## Start

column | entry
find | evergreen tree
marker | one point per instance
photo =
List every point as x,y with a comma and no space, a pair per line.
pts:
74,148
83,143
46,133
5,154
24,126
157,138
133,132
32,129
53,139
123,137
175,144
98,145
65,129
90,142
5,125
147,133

## End

Requirement. Write out the entries above again, line for line, without changing anything.

Result for this task.
column | entry
find | evergreen tree
marker | one point per instance
photo =
List every point as x,y with a comma and no space, a pair per line.
pts:
74,148
83,143
46,133
5,154
24,126
157,138
133,132
32,129
53,139
123,137
175,144
98,145
65,129
90,142
5,125
147,133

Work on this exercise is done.